[[ Source passage, beginning ]]

Types of donor embryo routes


#1

We are prepping for FET #2 with donor embryos, but having lost our first two adopted embies to a chemical pregnancy, I am brainstorming backup plans in case their sibs also don’t make it.

Having come so close to our dream, we decided that we had to pursue a route that allowed me to be pregnant. (Previously we pursued traditional adoption and had this as our backup if these donor embies didn’t take.) While I have considered and reconsidered donor sperm, I get a nauseous feeling thinking of going that route, so we will stick with donor embryos one way or another.

However, I was hoping for some feedback from people who have gone the different donor embryo routes.

  1. Going with one of the big embryo adoption agencies, where many clinics direct their patients to donate their embryos. Requires a homestudy. We have gone through three homestudies on our journey, and I do not care to go through another such assessment.

[[ Source passage, end ]]

- **To do**:
A: Answer these questions using the donor embryo post.
(i) What happened to the first two adopted embryos?
(ii) What route did the couple pursue before donor embryos?
(iii) How many homestudies have they gone through on their journey?
B: Transcribe the part of the donor embryo post that opens with the words containing "We are prepping" and closes with "donor embryo routes.".

[[ Given entries, beginning ]]

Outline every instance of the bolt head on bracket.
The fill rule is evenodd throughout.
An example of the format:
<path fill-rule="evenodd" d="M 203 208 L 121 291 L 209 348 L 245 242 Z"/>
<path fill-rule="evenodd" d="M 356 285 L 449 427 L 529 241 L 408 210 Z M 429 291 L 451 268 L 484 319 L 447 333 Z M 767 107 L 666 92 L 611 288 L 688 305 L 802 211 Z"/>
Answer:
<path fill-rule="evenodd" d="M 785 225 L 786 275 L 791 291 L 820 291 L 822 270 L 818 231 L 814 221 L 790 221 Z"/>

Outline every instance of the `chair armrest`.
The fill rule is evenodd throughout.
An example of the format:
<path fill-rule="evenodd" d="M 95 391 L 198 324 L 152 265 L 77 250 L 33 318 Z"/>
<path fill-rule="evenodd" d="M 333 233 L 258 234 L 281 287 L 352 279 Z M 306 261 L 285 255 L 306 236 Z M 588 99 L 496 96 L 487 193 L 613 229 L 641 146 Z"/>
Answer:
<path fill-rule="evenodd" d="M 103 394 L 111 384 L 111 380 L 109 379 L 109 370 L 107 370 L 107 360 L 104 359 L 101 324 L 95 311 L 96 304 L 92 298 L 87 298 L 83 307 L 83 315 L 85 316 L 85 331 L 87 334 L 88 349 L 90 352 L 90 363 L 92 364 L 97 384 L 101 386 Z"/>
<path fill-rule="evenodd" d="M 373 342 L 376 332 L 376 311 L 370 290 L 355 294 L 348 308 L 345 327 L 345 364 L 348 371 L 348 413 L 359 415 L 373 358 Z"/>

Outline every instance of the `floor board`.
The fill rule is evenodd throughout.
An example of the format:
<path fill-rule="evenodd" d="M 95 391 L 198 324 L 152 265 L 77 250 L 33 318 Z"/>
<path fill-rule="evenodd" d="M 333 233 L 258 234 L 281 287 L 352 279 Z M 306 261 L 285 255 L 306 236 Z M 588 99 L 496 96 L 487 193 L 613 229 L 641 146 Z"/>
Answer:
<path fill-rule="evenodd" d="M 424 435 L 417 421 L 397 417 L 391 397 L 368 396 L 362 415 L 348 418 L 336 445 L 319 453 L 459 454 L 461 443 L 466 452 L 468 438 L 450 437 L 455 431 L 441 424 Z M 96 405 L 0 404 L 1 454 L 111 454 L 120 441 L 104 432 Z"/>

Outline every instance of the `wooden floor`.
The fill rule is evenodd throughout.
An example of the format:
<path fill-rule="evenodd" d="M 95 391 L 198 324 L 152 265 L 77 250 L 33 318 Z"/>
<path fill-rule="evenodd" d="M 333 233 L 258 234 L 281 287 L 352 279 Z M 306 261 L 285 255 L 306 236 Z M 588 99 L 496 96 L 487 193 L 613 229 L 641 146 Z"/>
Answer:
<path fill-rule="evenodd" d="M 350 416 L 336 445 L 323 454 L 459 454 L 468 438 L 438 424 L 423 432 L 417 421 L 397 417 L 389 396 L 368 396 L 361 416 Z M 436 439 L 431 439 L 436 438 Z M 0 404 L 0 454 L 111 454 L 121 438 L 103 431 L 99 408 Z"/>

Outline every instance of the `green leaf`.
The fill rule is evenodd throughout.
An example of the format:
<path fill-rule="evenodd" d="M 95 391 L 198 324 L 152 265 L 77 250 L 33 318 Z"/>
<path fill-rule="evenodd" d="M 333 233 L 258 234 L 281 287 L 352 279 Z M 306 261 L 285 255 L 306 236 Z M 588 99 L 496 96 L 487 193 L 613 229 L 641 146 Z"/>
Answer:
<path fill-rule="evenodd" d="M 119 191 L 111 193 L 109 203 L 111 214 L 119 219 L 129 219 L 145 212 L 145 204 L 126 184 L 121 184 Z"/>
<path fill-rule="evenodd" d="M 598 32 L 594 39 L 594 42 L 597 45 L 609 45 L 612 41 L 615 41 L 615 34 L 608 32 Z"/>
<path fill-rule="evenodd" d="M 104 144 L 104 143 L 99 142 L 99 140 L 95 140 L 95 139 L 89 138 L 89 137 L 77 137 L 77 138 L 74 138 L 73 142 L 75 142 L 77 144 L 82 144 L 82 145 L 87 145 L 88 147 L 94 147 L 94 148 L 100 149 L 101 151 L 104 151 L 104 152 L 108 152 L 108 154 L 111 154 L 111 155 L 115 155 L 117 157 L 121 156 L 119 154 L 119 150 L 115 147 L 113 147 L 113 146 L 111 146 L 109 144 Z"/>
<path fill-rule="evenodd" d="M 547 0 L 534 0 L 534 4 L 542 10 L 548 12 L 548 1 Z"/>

[[ Given entries, end ]]

- **Completed exercise**:
A:
(i) They were lost to a chemical pregnancy.
(ii) Traditional adoption.
(iii) Three.

B:
We are prepping for FET #2 with donor embryos, but having lost our first two adopted embies to a chemical pregnancy, I am brainstorming backup plans in case their sibs also don’t make it.

Having come so close to our dream, we decided that we had to pursue a route that allowed me to be pregnant. (Previously we pursued traditional adoption and had this as our backup if these donor embies didn’t take.) While I have considered and reconsidered donor sperm, I get a nauseous feeling thinking of going that route, so we will stick with donor embryos one way or another.

However, I was hoping for some feedback from people who have gone the different donor embryo routes.